EXERCISE:
Here the job is to copy the data exactly and to exclude every image from it.

DATA RECORDS:
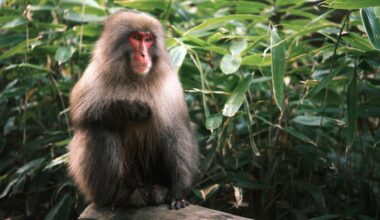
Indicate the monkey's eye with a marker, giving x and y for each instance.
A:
(148, 39)
(136, 37)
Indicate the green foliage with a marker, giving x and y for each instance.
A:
(287, 118)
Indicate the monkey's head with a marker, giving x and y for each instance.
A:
(131, 42)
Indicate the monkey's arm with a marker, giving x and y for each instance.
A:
(96, 163)
(182, 162)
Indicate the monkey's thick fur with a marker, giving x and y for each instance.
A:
(132, 143)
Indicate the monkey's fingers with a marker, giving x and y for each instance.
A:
(172, 204)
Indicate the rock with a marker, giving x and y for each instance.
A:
(155, 212)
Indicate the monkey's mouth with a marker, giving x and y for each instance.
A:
(141, 68)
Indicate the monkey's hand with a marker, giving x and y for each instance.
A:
(139, 111)
(176, 201)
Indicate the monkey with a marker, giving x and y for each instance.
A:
(133, 144)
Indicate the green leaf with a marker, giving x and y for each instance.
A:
(91, 30)
(352, 109)
(350, 4)
(87, 3)
(246, 180)
(236, 99)
(313, 190)
(372, 26)
(144, 5)
(300, 135)
(83, 18)
(214, 121)
(218, 20)
(60, 209)
(177, 55)
(326, 217)
(323, 83)
(278, 69)
(14, 23)
(257, 60)
(58, 161)
(19, 48)
(230, 63)
(238, 46)
(63, 54)
(316, 121)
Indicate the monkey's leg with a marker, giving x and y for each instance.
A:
(158, 194)
(98, 165)
(181, 159)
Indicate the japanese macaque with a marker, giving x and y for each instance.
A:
(132, 144)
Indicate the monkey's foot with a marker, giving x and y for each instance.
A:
(139, 197)
(158, 194)
(177, 202)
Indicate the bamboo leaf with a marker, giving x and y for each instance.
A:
(236, 99)
(218, 20)
(372, 26)
(352, 110)
(350, 4)
(278, 69)
(177, 55)
(214, 121)
(230, 63)
(63, 54)
(323, 83)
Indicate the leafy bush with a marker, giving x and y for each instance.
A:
(284, 95)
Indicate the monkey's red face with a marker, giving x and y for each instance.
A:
(141, 59)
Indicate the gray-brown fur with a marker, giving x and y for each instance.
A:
(132, 141)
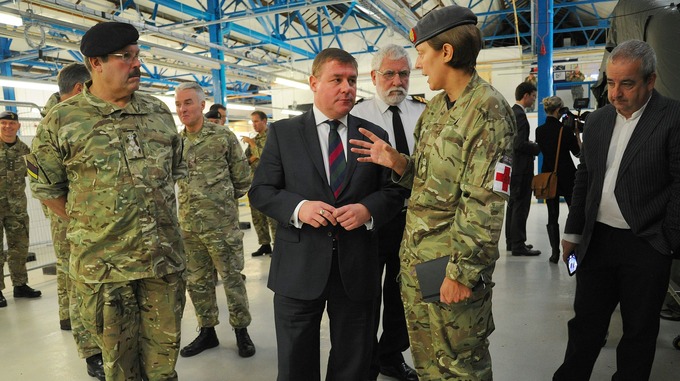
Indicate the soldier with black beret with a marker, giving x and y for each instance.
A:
(460, 173)
(113, 177)
(13, 212)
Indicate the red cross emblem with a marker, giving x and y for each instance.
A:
(504, 178)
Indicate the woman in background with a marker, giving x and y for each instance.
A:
(547, 137)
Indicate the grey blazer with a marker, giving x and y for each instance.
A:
(648, 183)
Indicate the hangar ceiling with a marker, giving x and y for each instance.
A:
(238, 48)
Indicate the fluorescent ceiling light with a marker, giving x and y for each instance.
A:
(28, 84)
(6, 18)
(235, 106)
(289, 83)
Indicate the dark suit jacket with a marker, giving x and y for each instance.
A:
(291, 170)
(523, 151)
(648, 183)
(547, 135)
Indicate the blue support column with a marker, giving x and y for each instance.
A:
(217, 37)
(6, 70)
(544, 47)
(544, 51)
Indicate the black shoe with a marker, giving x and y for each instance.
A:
(206, 339)
(264, 249)
(669, 314)
(555, 257)
(525, 251)
(24, 291)
(65, 324)
(246, 348)
(400, 371)
(95, 367)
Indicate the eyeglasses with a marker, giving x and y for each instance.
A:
(128, 57)
(389, 74)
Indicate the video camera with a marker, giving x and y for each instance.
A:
(578, 121)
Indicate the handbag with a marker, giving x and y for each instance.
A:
(544, 185)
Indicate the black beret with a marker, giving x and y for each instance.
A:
(439, 21)
(108, 37)
(213, 114)
(8, 115)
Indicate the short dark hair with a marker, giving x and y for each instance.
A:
(467, 43)
(524, 88)
(332, 54)
(259, 113)
(71, 75)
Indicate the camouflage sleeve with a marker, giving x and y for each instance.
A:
(478, 219)
(239, 168)
(45, 168)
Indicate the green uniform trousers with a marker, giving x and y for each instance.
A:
(221, 249)
(137, 325)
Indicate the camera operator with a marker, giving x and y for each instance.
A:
(548, 138)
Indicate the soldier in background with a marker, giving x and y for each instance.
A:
(214, 116)
(463, 140)
(106, 160)
(397, 113)
(223, 113)
(208, 215)
(263, 224)
(71, 80)
(13, 212)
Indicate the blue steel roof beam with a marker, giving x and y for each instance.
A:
(177, 6)
(325, 34)
(284, 7)
(265, 22)
(271, 40)
(302, 22)
(331, 24)
(398, 27)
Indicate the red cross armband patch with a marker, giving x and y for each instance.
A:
(502, 175)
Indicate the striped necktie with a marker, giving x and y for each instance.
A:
(336, 158)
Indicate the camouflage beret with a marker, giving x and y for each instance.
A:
(107, 37)
(439, 21)
(213, 114)
(9, 115)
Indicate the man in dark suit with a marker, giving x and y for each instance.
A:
(523, 152)
(328, 206)
(624, 220)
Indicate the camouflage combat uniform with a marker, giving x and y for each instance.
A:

ANSWER TO THIS EXERCISE:
Indicate the monkey's eye with a marker, giving x and y for each instance.
A:
(148, 39)
(136, 37)
Indicate the green foliage with a marker, giving x and y for each instance.
A:
(287, 118)
Indicate the monkey's head with a marker, giving x and y for each instance.
A:
(131, 42)
Indicate the monkey's arm with a marker, giving x and y for each instance.
A:
(96, 163)
(182, 162)
Indicate the monkey's thick fur with a marker, giving x and y for each instance.
A:
(132, 143)
Indicate the monkey's fingers with a marker, giving x and y for each instance.
A:
(172, 204)
Indicate the rock with a marker, giving x and y for each instance.
A:
(155, 212)
Indicate the monkey's mouth with a marker, giving x and y for each instance.
A:
(141, 68)
Indicate the monkey's hand with a marker, giving x and y for each instance.
A:
(139, 111)
(176, 201)
Indicate the monkey with a marker, giving x and y for each instance.
A:
(133, 144)
Indicate the green leaf with a marker, giving x and y for each instance.
A:
(91, 30)
(352, 109)
(350, 4)
(87, 3)
(246, 180)
(236, 99)
(313, 190)
(372, 26)
(144, 5)
(300, 135)
(83, 18)
(214, 121)
(218, 20)
(60, 209)
(177, 55)
(326, 217)
(323, 83)
(278, 69)
(14, 23)
(257, 60)
(58, 161)
(19, 48)
(230, 63)
(238, 46)
(63, 54)
(316, 121)
Indicate the monkey's leg with a marker, giving x and y for each instance.
A:
(158, 194)
(98, 165)
(181, 159)
Indicate the japanese macaque with a marker, giving x and y for each instance.
A:
(132, 144)
Indicate the monkey's foot with a marker, giving x and y for each instance.
A:
(139, 197)
(158, 194)
(177, 202)
Indicate the bamboo leaf with a marker, giving x and y for each instance.
A:
(236, 99)
(218, 20)
(372, 26)
(352, 110)
(350, 4)
(278, 69)
(177, 55)
(214, 121)
(230, 63)
(63, 54)
(323, 83)
Indicate the leafy bush with a marker, giving x and y for each instance.
A:
(284, 95)
Indicate the monkey's red face with a marker, giving x and y for each instance.
A:
(141, 59)
Indicate the gray-brown fur with a marker, giving x and y for each instance.
A:
(132, 141)
Indicate the soldier with black beret with a marker, giving x and y for each instance.
A:
(460, 173)
(113, 177)
(13, 212)
Indicate the red cross emblem with a marker, giving x and y for each instance.
A:
(504, 178)
Indicate the woman in background with a marker, giving x and y for each instance.
A:
(547, 137)
Indicate the grey blazer with a marker, giving x and y for each instance.
A:
(648, 183)
Indicate the hangar ceiling with a marker, giving x and y for each instance.
A:
(238, 48)
Indicate the fluorescent ceiling light with a marker, giving x and y for each instance.
A:
(28, 84)
(6, 18)
(235, 106)
(289, 83)
Indicate the dark suit jacket with a marker, giving x and y for each instance.
A:
(291, 170)
(523, 151)
(648, 183)
(547, 135)
Indicate the blue support column with a marker, giving x and y for each instance.
A:
(217, 37)
(6, 70)
(544, 47)
(544, 51)
Indicate the black shoe with a marker, giving x and y for each instance.
A:
(206, 339)
(264, 249)
(669, 314)
(555, 257)
(525, 251)
(24, 291)
(65, 324)
(246, 348)
(400, 371)
(95, 367)
Indicate the eyeglasses with a marker, giving x and y for each instance.
A:
(128, 57)
(389, 74)
Indicate the video camera with a marker, giving x and y for each instance.
A:
(578, 121)
Indicate the handbag with a marker, giving x and y for each instance.
A:
(544, 185)
Indicate the black beret with a marker, giving x and y for each instance.
A:
(439, 21)
(108, 37)
(213, 114)
(8, 115)
Indicate the short dark hair with a marker, giving x and y for each instance.
A:
(467, 43)
(524, 88)
(332, 54)
(259, 113)
(71, 75)
Indicate the camouflage sleeve with a marker, giving x and y for each instance.
A:
(478, 219)
(239, 168)
(45, 168)
Indicate the green uniform trousers with a marker, giving x and y for each instance.
A:
(221, 249)
(137, 325)
Indicate the camera operator with a marker, giving x and y for each instance.
A:
(548, 138)
Indicate the soldier in background with a marker, giving x and y for each instance.
A:
(214, 116)
(463, 140)
(106, 160)
(397, 113)
(223, 113)
(208, 215)
(263, 224)
(71, 80)
(13, 212)
Indicate the blue steel roof beam with a marker, giving x and y for each instance.
A:
(177, 6)
(325, 34)
(284, 7)
(265, 22)
(271, 40)
(302, 22)
(331, 24)
(398, 27)
Indicate the red cross armband patch with a marker, giving x and y for each instance.
A:
(502, 175)
Indicate the striped necktie with a marker, giving x and y for each instance.
A:
(336, 158)
Indicate the camouflage beret with a marker, giving x and y for each instance.
A:
(107, 37)
(439, 21)
(213, 114)
(9, 115)
Indicate the man in dark suit with a marker, giving x and y for each instance.
A:
(523, 152)
(328, 206)
(624, 220)
Indicate the camouflage combat uniform with a marker, giving x and y for each instance.
A:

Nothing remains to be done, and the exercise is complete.